- EXERCISE
Once you have read the entries below, repeat all of them exactly.

Source data
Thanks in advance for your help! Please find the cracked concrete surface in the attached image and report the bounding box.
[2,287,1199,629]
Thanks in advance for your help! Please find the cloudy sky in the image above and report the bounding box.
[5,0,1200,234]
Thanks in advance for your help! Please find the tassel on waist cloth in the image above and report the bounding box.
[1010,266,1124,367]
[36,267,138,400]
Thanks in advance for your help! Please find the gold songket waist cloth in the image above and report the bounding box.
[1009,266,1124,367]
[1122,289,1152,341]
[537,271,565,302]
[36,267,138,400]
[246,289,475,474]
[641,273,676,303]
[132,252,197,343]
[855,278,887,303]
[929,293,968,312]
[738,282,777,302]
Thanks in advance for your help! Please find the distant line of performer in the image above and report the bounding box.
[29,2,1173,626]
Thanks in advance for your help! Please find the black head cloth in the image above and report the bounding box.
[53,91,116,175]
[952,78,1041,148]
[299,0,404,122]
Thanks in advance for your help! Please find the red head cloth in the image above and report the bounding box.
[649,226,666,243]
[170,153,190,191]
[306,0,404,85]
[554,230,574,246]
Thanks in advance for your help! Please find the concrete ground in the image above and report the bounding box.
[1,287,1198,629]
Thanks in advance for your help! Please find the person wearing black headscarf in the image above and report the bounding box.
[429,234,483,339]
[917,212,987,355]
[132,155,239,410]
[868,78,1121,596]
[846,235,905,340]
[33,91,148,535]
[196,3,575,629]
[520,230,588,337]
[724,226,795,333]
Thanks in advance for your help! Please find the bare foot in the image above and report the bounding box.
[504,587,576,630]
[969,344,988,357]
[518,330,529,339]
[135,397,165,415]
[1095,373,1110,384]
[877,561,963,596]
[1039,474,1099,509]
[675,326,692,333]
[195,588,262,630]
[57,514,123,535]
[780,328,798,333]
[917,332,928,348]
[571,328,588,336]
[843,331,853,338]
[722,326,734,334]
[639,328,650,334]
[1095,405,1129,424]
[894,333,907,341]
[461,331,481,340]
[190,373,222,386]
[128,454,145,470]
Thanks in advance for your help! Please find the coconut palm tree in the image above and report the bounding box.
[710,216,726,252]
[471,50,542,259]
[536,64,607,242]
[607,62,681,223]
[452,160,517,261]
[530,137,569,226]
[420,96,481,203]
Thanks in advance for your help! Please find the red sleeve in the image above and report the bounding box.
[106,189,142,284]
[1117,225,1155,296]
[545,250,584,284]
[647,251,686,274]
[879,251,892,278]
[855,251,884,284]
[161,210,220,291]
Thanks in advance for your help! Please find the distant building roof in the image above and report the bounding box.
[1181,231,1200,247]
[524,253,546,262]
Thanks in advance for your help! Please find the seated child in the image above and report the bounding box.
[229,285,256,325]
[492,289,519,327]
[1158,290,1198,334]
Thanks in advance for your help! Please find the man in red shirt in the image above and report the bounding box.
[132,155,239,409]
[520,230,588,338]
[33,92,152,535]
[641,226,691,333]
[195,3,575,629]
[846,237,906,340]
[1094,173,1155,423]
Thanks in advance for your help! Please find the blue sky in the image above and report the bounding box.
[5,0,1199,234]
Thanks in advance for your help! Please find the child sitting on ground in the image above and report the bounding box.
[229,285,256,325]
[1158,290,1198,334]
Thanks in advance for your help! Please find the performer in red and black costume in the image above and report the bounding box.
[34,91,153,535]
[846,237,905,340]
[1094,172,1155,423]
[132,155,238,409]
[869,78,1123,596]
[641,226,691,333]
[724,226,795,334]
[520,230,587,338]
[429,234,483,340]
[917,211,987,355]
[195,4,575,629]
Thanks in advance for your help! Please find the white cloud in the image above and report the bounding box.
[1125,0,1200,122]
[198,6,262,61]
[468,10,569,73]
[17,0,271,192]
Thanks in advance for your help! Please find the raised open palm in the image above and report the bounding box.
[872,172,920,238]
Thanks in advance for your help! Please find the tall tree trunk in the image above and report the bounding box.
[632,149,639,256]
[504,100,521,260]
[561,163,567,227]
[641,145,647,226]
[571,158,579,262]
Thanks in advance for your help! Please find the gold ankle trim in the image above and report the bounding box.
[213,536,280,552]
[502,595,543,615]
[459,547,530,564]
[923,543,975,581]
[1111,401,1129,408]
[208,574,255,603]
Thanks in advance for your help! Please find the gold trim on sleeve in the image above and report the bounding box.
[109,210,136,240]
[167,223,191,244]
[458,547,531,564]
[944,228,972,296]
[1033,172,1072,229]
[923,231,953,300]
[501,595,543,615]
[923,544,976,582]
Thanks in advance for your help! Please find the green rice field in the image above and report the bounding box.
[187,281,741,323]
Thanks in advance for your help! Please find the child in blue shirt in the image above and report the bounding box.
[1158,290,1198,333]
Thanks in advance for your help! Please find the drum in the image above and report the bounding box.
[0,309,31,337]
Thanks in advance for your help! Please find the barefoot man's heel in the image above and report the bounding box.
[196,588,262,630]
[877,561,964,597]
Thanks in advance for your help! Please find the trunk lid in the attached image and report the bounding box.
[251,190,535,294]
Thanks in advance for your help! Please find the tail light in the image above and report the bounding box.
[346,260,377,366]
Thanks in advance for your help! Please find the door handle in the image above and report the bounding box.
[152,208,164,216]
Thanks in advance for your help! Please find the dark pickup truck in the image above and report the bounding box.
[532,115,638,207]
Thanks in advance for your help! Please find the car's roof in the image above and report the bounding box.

- SOLUTION
Thanks in advance for your help! Please find the cracked concrete surface in the attached image and report the bounding box.
[2,287,1199,629]
Thanks in advance for your help! Please find the cloudy sky in the image above and report the bounding box.
[5,0,1200,234]
Thanks in advance for your help! Please find the tassel on waist cloth in the image above and report the bounding box.
[1010,266,1124,367]
[36,267,138,400]
Thanks in advance for your help! Please find the gold songket waist cloth in the image above and report the bounding box.
[1009,266,1124,367]
[1122,289,1152,341]
[537,271,565,302]
[36,267,138,400]
[246,289,475,474]
[641,273,676,303]
[132,252,197,343]
[855,278,887,303]
[929,293,968,312]
[738,282,777,302]
Thanks in advance for your help! Please find the distant line of performer in the image above and report the bounding box.
[29,2,1173,626]
Thanks in advance for your help! Please find the black head cloth in the image above and report the bounding box.
[53,91,116,175]
[952,78,1041,148]
[299,0,404,122]
Thanks in advance for your help! Please find the red head cloth in the image above and report the bounding box.
[649,226,666,243]
[170,153,190,191]
[306,0,404,85]
[554,230,574,246]
Thanks in advance for your help! Please find the concrete ground in the image above and report the bounding box.
[1,287,1198,629]
Thanks in advance for your help! Please find the person wearing black headscarf in the image above and report the bounding box.
[429,234,483,339]
[917,212,987,355]
[132,155,239,410]
[868,78,1121,596]
[846,235,905,340]
[33,91,148,535]
[196,3,575,629]
[520,230,588,337]
[724,226,795,333]
Thanks in advance for your help! Please find the bare foot in the image above and report the bounding box.
[504,587,576,630]
[969,344,988,357]
[518,330,529,339]
[135,397,165,415]
[1095,373,1110,384]
[877,561,963,596]
[1039,474,1099,509]
[675,326,692,333]
[195,588,262,630]
[57,514,123,535]
[780,328,798,333]
[917,332,928,348]
[571,328,588,336]
[843,331,853,338]
[722,326,734,334]
[639,328,650,334]
[1095,405,1129,424]
[894,333,907,341]
[461,331,481,340]
[190,373,222,386]
[128,454,145,470]
Thanks in advance for your help! Please find the coconut palm tree in the image above and report the bounding box.
[710,216,726,252]
[471,50,542,259]
[536,64,607,242]
[607,62,681,223]
[452,160,517,261]
[530,137,569,226]
[420,96,481,203]
Thanks in advance for your help! Please find the red sleeve in the image above and report the bounding box.
[106,189,142,284]
[1117,225,1155,296]
[545,250,584,284]
[647,251,686,274]
[879,251,892,278]
[855,251,884,284]
[161,210,220,291]
Thanks in advance for your help! Please find the distant building roof in the image above and report the bounding box.
[1181,231,1200,247]
[524,253,546,262]
Thanks in advance for your help! Please find the seated child in the image above and report the bounding box.
[229,285,256,325]
[492,289,519,327]
[1158,290,1198,334]
Thanks in advance for your help! Please find the man in red shirt in the image above and report the bounding box.
[132,155,239,409]
[520,230,588,338]
[33,92,152,535]
[641,226,691,333]
[195,3,575,629]
[846,237,906,340]
[1094,173,1155,423]
Thanks in advance for your help! Please find the blue sky in the image above and report the bounding box.
[5,0,1199,234]
Thanks in advance for your help! Please find the child sitting on ground in the image above and report the bounding box.
[229,285,256,325]
[1158,290,1198,334]
Thanks in advance for your help! Please find the performer in red and black costume in the image above and report the bounding box.
[34,91,153,535]
[846,237,905,340]
[1094,172,1155,423]
[132,155,238,409]
[869,78,1123,596]
[641,226,691,333]
[724,226,795,334]
[520,230,587,338]
[429,234,483,340]
[917,211,987,355]
[195,4,575,629]
Thanks in advance for your help! Please find the white cloud in the image above and report the bounding box.
[1125,0,1200,122]
[198,6,262,61]
[468,10,569,73]
[17,0,271,192]
Thanks in advance for your help! Please find the raised open palm in the image above and report the bounding box.
[872,172,920,238]
Thanks in advance for your help! Please find the tall tree trunk in the image above and report the bounding box.
[632,149,639,256]
[504,100,521,260]
[561,163,567,227]
[641,145,647,226]
[571,158,579,262]
Thanks in advance for your help! Please find the gold ankle trim in the image above and report the bounding box.
[213,536,280,552]
[502,595,543,615]
[459,547,530,564]
[923,543,975,581]
[1111,401,1129,408]
[208,574,255,603]
Thanks in advance for your help! Please find the gold trim on sleeve in the image above and report the bounding box.
[109,210,136,240]
[167,223,191,244]
[458,547,531,564]
[944,228,972,296]
[1033,172,1072,229]
[923,231,953,300]
[501,595,543,615]
[923,544,976,582]
Thanks in advance for your help! Please find the green rice field in the image above and report the bounding box.
[187,281,741,323]
Thanks in advance for your help! Please find the child in blue shirt in the image above and report the bounding box.
[1158,290,1198,333]
Thanks in advance for your help! Please find the drum in the image above and report the bounding box.
[0,309,31,337]
Thanks in advance for your help! Please find the barefoot man's heel in the image above and report the bounding box.
[196,588,262,630]
[877,561,964,597]
Thanks in advance for your help! Please find the trunk lid in the attached image and report the bounding box.
[251,190,535,294]
Thanks in advance for your help! Please find the tail light in the image above and report the bounding box.
[346,260,377,366]
Thanks in advance for your help! Please find the door handle in the image above and report the bounding box.
[152,208,164,216]
Thanks in advance for your help! Please find the dark pickup truck in the image above and report the bounding box.
[532,115,638,207]
Thanks in advance for your help! Please find the car's roof in the image above and report the bounding box.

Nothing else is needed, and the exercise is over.